Xpark Vegas. Machine Guns Vegas owner Genghis Cohen wants to build a 16.2-acre adult theme park just north of and across I-15 from SpeedVegas, near Sloan. Plans call for a construction-equipment area where customers would be “allowed to operate heavy equipment such as bulldozers”; a speedboat area with channels ranging between 21 and 43 feet wide; an ATV and dirt bike obstacle course; a 180-foot bungee tower; and a shooting range, according to Cohen and county documents.
The Edge. At Las Vegas Boulevard and Sunset Road, the site of a nine-hole executive golf course, Australian Josh Kearney says he’ll break ground in April or May on a 130-acre extreme sports park. The attraction would include off-road dirt biking areas, wakeboarding lakes, surfing lakes, an indoor mountain-biking track, indoor skydiving, rock climbing, bungee jumping and zip lines as well as a 15-story, 640-room hotel with a casino, convention space, restaurants and two rooftop swimming pools.
Anti-terrorism boot camp. Sisolak said he heard a presentation from someone who wanted to develop an attraction near Searchlight. Under the plan, Sisolak said, participants would learn to rappel from a helicopter, escape from wrist bindings within a secured bunker and ride a motorcycle while shooting a gun. “He claimed there was a huge market for this,” Sisolak said. “Maybe it’s to train to be a bodyguard.”
+++++
- Work to be completed:
Turn the paragraph beginning "The Edge." in the excerpt on proposed Las Vegas attractions into a short bulleted list that keeps its main facts.

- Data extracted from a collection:
+++++
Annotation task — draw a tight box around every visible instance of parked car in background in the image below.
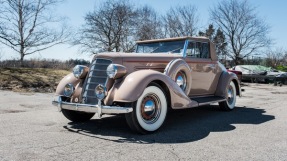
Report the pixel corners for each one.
[53,37,241,134]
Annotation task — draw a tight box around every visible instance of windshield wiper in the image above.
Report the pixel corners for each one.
[168,48,181,53]
[151,47,159,53]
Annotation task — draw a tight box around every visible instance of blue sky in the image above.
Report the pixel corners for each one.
[0,0,287,60]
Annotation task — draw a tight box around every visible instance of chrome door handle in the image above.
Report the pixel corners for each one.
[207,64,215,69]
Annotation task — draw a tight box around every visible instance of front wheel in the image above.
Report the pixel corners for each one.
[126,84,167,134]
[219,81,236,111]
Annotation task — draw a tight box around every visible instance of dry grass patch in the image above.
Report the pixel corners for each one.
[0,68,70,92]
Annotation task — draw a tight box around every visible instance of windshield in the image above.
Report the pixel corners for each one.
[136,40,185,54]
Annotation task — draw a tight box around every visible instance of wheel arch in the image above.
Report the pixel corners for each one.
[151,80,171,108]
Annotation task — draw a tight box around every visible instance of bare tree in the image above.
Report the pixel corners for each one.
[163,5,198,37]
[210,0,271,64]
[136,6,164,40]
[74,0,136,54]
[0,0,68,63]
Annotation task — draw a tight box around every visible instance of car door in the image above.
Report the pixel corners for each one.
[185,41,218,96]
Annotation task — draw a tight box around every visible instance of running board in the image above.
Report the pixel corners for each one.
[190,96,226,106]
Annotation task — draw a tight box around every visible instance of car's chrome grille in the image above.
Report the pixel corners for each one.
+++++
- Result for this exercise:
- Location: Las Vegas Boulevard and Sunset Road, the site of a nine-hole executive golf course
- Developer: Australian Josh Kearney, who says he'll break ground in April or May
- Project: a 130-acre extreme sports park
- Attractions: off-road dirt biking areas, wakeboarding lakes, surfing lakes, an indoor mountain-biking track, indoor skydiving, rock climbing, bungee jumping and zip lines
- Hotel: 15 stories and 640 rooms, with a casino, convention space, restaurants and two rooftop swimming pools